## INSTRUCTIONS FOR THE TASK
Give every entry again, word for word.
── GIVEN DATA ──
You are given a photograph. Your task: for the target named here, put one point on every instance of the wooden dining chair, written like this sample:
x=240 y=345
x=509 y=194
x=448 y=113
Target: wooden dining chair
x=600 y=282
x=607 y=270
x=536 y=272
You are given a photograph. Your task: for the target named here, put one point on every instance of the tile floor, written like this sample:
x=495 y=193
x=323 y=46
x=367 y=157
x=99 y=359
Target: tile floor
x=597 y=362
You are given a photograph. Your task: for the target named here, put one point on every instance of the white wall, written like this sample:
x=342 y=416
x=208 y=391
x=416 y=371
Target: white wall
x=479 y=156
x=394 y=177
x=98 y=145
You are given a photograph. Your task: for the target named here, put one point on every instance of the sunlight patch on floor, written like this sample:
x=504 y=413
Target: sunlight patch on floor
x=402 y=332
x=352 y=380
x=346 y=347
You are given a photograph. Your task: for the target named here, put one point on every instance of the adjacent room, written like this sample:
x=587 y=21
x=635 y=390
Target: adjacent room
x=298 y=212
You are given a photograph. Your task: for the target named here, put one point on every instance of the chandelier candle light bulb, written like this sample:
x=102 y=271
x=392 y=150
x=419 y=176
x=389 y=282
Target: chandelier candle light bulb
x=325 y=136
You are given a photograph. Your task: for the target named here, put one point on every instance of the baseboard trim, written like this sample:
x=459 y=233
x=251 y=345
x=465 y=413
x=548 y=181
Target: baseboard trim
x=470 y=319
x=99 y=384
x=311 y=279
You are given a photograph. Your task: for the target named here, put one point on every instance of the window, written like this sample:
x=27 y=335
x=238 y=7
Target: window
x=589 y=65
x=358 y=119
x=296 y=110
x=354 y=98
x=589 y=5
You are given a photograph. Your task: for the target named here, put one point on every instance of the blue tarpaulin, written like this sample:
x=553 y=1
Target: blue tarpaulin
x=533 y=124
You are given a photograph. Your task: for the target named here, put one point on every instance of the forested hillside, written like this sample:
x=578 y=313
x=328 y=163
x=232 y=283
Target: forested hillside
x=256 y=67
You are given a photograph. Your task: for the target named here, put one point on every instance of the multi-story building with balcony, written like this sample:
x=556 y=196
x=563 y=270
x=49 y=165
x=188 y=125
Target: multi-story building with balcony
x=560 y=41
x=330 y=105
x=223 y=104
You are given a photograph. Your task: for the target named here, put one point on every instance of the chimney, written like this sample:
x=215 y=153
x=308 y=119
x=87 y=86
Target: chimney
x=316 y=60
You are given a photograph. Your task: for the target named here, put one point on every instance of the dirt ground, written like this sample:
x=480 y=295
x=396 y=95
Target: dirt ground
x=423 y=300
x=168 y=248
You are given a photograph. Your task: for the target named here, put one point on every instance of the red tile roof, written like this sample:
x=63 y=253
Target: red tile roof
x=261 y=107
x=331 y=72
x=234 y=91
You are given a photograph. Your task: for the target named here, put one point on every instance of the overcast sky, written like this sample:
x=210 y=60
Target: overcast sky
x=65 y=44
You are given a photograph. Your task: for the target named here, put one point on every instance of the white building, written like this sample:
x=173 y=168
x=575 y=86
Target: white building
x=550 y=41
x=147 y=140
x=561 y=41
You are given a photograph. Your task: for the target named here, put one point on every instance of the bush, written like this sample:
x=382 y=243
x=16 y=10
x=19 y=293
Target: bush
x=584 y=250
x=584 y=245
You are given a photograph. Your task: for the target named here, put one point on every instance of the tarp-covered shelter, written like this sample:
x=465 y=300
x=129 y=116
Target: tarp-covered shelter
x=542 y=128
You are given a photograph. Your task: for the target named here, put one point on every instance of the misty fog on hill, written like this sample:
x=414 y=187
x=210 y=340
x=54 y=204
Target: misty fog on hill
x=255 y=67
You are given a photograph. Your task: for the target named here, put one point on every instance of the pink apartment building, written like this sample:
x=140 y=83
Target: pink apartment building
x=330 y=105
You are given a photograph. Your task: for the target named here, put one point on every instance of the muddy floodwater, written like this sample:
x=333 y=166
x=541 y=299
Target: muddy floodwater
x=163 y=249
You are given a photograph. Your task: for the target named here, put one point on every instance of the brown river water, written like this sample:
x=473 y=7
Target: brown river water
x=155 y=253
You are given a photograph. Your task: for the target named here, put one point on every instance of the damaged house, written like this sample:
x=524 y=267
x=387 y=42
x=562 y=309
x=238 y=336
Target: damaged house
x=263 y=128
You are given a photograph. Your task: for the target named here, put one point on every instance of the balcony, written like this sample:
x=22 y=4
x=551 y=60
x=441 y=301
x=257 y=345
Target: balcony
───
## RESPONSE
You are given a photograph. Your task: for the target named here, put one point on every instance of the wooden dining chair, written like this sample:
x=240 y=345
x=509 y=194
x=448 y=113
Target: wooden dining chair
x=600 y=282
x=607 y=270
x=536 y=272
You are given a photograph. Your task: for the target named here, put one point on every instance of the tile floor, written like this sample:
x=495 y=193
x=323 y=46
x=367 y=157
x=99 y=359
Target: tile floor
x=597 y=362
You are given a photograph. Your task: for the target named here, put one point on every instance of the white wall, written like this sample:
x=342 y=416
x=208 y=391
x=416 y=371
Target: white wall
x=479 y=156
x=394 y=177
x=98 y=145
You are given a photograph. Your task: for the target named here, put one point on every instance of the sunlight patch on floor, written like this sample:
x=504 y=413
Target: sunlight patch on floor
x=402 y=332
x=352 y=380
x=346 y=347
You are given a photograph. Your task: for the target named here, put one point on every instance of the adjacent room, written like this sample:
x=587 y=21
x=635 y=390
Target: adjacent room
x=298 y=212
You are given a photograph. Your task: for the target named here, put one point on every instance of the chandelier candle light bulb, written like this sample:
x=102 y=271
x=392 y=150
x=419 y=176
x=389 y=282
Target: chandelier candle light bulb
x=325 y=136
You are given a photograph. Your task: for the target named here, put one point on every instance of the baseboard trim, written like this sample:
x=459 y=233
x=251 y=345
x=465 y=413
x=548 y=181
Target: baseboard trim
x=470 y=319
x=99 y=384
x=311 y=279
You are given a photograph. Your task: for the target named here, put one point on every instance of the window, written like this sample:
x=27 y=335
x=238 y=7
Target: window
x=589 y=65
x=358 y=119
x=296 y=110
x=354 y=98
x=589 y=5
You are given a photograph. Your task: for the target named here, put one point on every instance of the blue tarpaulin, written like this sample:
x=553 y=1
Target: blue tarpaulin
x=533 y=124
You are given a photograph. Your task: for the target named here, put one point on every instance of the forested hillside, written like this sample:
x=578 y=313
x=328 y=163
x=232 y=283
Target: forested hillside
x=256 y=67
You are given a photograph. Your task: for the target named here, put one point on every instance of the multi-story building with balcony, written like this sample:
x=556 y=196
x=563 y=270
x=49 y=165
x=188 y=125
Target: multi-story building with balcony
x=560 y=41
x=330 y=105
x=223 y=104
You are given a photograph. Your task: for the target named here, put one point on every instance of the chimney, written like this sample:
x=215 y=153
x=308 y=119
x=87 y=86
Target: chimney
x=316 y=60
You are given a photograph. Your task: for the target named here, put one point on every instance of the dirt ground, written like this sample:
x=480 y=295
x=396 y=95
Target: dirt ground
x=423 y=300
x=168 y=248
You are given a photograph. Your task: for the target named here, put one point on every instance of the red tile roof, written like this sample:
x=63 y=253
Target: red tile roof
x=261 y=107
x=331 y=72
x=234 y=91
You are given a photograph. Your task: for the target named here, put one point on every instance of the overcast sky, written like this sample:
x=210 y=60
Target: overcast sky
x=65 y=44
You are given a photograph. Your task: for the target named here, put one point on every instance of the white building, written like this sample:
x=173 y=168
x=575 y=86
Target: white building
x=550 y=41
x=147 y=140
x=561 y=41
You are given a photograph. Your task: for the target named here, put one point on every instance of the bush, written like this sample:
x=382 y=243
x=16 y=10
x=19 y=293
Target: bush
x=584 y=250
x=584 y=245
You are given a photograph. Your task: for the target named here, put one point on every instance of the tarp-covered shelter, written like this sample:
x=465 y=300
x=129 y=116
Target: tarp-covered shelter
x=542 y=128
You are given a photograph. Your task: for the target named here, put one point on every instance of the misty fog on hill, written like this sample:
x=414 y=187
x=210 y=340
x=54 y=204
Target: misty fog on hill
x=255 y=67
You are given a photograph. Your task: for the target named here, put one point on every instance of the pink apartment building, written like this sample:
x=140 y=83
Target: pink apartment building
x=330 y=105
You are given a photograph. Your task: for the target named here, put one point on every instance of the muddy floodwater, written like this sample:
x=333 y=166
x=541 y=299
Target: muddy floodwater
x=163 y=249
You are given a photograph. Your task: for the target named here, put one point on every instance of the brown river water, written like this sample:
x=473 y=7
Target: brown river water
x=155 y=253
You are given a photograph. Your task: for the target named here, put one point on every instance of the damaged house, written like this sample:
x=524 y=267
x=387 y=42
x=562 y=309
x=238 y=336
Target: damaged house
x=263 y=128
You are given a photograph. Your task: for the target named here, put one point on every instance of the balcony, written like this sample:
x=22 y=4
x=551 y=60
x=441 y=301
x=257 y=345
Target: balcony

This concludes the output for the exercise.